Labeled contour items
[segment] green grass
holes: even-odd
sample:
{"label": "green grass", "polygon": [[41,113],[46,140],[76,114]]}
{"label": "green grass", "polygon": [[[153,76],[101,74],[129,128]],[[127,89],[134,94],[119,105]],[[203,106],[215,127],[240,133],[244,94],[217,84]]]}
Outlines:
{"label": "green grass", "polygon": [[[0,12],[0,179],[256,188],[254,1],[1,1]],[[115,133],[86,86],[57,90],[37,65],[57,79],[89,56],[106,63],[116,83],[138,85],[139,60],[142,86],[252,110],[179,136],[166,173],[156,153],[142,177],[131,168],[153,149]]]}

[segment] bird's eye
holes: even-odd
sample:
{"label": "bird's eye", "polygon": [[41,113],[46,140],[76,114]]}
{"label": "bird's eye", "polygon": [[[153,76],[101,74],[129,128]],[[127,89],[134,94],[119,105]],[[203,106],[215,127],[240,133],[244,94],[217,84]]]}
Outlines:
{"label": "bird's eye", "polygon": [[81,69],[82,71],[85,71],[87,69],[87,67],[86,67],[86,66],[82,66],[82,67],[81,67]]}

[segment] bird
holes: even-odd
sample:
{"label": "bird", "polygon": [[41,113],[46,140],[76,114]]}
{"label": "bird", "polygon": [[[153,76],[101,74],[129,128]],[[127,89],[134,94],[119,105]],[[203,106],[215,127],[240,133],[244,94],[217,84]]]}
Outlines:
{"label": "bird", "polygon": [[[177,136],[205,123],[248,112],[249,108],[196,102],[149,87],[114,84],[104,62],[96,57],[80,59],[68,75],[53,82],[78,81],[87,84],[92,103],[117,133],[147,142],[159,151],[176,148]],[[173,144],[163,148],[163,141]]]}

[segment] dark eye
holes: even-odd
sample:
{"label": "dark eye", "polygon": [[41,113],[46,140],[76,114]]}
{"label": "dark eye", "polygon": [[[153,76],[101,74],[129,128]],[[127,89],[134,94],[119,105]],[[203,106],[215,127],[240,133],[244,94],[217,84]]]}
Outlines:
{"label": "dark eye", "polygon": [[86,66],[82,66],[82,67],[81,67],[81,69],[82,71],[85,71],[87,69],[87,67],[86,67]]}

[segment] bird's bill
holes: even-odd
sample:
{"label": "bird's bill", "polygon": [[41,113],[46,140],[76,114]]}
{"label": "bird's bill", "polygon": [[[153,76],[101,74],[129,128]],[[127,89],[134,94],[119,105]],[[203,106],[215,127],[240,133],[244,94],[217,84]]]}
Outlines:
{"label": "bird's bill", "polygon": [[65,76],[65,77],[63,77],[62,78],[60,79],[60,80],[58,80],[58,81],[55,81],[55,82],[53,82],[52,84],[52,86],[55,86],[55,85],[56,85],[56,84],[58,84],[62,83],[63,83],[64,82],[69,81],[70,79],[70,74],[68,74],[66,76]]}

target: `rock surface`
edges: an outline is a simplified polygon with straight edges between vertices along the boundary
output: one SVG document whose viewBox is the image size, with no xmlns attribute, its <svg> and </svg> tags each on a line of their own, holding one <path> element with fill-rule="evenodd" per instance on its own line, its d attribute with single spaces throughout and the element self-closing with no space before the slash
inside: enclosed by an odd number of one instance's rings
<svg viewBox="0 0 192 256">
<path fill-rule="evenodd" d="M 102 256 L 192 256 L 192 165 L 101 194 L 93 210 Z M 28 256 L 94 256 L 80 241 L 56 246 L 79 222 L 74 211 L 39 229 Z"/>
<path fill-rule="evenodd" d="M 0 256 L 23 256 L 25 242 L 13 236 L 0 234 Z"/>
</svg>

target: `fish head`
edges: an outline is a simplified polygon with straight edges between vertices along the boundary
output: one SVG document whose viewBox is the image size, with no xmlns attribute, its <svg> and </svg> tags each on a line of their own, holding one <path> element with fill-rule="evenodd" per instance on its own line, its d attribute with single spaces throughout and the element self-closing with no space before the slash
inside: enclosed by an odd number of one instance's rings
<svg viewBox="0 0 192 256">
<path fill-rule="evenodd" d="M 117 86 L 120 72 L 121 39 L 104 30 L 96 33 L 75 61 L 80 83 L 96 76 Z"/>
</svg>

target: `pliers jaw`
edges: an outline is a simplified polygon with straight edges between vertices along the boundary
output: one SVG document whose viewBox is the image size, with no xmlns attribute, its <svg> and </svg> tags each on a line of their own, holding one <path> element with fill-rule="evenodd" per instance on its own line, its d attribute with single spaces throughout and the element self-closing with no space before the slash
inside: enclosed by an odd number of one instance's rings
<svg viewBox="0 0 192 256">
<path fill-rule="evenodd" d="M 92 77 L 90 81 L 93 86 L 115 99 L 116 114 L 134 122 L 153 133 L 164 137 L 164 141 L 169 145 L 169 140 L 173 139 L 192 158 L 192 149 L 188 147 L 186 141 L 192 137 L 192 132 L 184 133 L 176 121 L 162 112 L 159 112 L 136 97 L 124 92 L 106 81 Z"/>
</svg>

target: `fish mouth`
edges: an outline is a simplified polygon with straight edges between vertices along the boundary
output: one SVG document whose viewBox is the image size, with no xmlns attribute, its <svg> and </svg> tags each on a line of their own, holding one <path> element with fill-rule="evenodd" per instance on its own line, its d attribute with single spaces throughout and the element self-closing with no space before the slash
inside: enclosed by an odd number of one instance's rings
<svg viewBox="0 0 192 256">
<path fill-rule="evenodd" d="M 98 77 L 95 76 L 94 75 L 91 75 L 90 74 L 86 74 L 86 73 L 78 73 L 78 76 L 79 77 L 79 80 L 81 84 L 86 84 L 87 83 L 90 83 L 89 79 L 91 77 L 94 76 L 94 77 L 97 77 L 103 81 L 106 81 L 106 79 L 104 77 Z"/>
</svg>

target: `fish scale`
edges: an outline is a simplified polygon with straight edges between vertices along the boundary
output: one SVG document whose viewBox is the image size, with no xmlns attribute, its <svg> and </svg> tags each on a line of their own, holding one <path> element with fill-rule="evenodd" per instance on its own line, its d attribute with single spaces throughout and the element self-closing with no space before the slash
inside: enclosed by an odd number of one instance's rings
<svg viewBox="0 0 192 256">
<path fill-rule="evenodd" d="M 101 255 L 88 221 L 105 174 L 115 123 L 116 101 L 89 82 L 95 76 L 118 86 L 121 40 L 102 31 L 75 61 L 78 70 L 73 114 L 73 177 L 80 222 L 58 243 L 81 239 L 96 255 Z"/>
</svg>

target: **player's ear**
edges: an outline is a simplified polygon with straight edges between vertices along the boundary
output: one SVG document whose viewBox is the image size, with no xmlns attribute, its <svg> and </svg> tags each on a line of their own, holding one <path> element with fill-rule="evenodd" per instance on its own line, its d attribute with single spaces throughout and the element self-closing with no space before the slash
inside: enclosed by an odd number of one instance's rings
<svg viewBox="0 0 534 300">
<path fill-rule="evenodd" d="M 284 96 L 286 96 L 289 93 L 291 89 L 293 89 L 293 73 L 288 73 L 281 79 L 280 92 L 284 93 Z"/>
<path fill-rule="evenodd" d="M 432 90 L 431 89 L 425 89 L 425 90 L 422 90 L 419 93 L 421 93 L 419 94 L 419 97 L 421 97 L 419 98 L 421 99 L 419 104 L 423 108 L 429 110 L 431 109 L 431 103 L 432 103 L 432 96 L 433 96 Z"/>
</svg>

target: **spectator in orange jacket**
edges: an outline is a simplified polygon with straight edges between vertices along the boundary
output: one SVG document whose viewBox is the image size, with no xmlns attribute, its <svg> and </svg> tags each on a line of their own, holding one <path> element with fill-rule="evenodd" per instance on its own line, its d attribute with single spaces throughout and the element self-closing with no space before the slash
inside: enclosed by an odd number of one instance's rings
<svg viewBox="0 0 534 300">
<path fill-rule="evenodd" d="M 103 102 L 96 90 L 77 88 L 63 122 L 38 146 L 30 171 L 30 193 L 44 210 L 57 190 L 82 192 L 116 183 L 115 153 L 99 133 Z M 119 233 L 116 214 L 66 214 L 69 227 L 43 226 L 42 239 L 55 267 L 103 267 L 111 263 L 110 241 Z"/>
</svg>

= Goal of the exercise =
Swap "spectator" for "onlooker" in the lines from the one containing "target: **player's ear**" through the last item, and rewrite those lines with nothing else changed.

= Output below =
target: **player's ear**
edges: an outline is a simplified polygon with straight edges between vertices along the boundary
output: one SVG document whose viewBox is the image size, with no xmlns attribute, its <svg> and </svg> tags each on a line of their own, holding one <path> element with fill-rule="evenodd" per instance on its own line, its d attribute with single spaces throughout and the element self-closing with no space before the slash
inside: enclosed by an odd number of one instance's rings
<svg viewBox="0 0 534 300">
<path fill-rule="evenodd" d="M 284 96 L 286 96 L 289 93 L 291 89 L 293 89 L 293 73 L 288 73 L 281 79 L 280 92 L 284 93 Z"/>
<path fill-rule="evenodd" d="M 432 90 L 431 89 L 425 89 L 425 90 L 422 90 L 419 93 L 421 93 L 419 94 L 419 97 L 421 97 L 419 98 L 421 99 L 419 104 L 423 108 L 429 110 L 431 109 L 431 103 L 432 103 L 432 96 L 433 96 Z"/>
</svg>

target: **onlooker in orange jacket**
edges: an outline is a simplified polygon with straight edges between vertices along the boundary
output: one SVG document whose viewBox is the image size, with no xmlns attribute, its <svg> and </svg> tags each on a line of their own, holding one <path> element with fill-rule="evenodd" per instance on its own line, its d attribute with single spaces throughout and the element self-closing with no space before the slash
inside: enclosed by an odd number of one instance's rings
<svg viewBox="0 0 534 300">
<path fill-rule="evenodd" d="M 103 102 L 96 90 L 77 88 L 63 122 L 38 146 L 30 171 L 30 193 L 44 210 L 57 190 L 82 192 L 116 183 L 115 153 L 99 133 Z M 119 233 L 116 214 L 66 214 L 69 227 L 43 226 L 42 239 L 55 267 L 103 267 L 111 263 L 110 241 Z"/>
</svg>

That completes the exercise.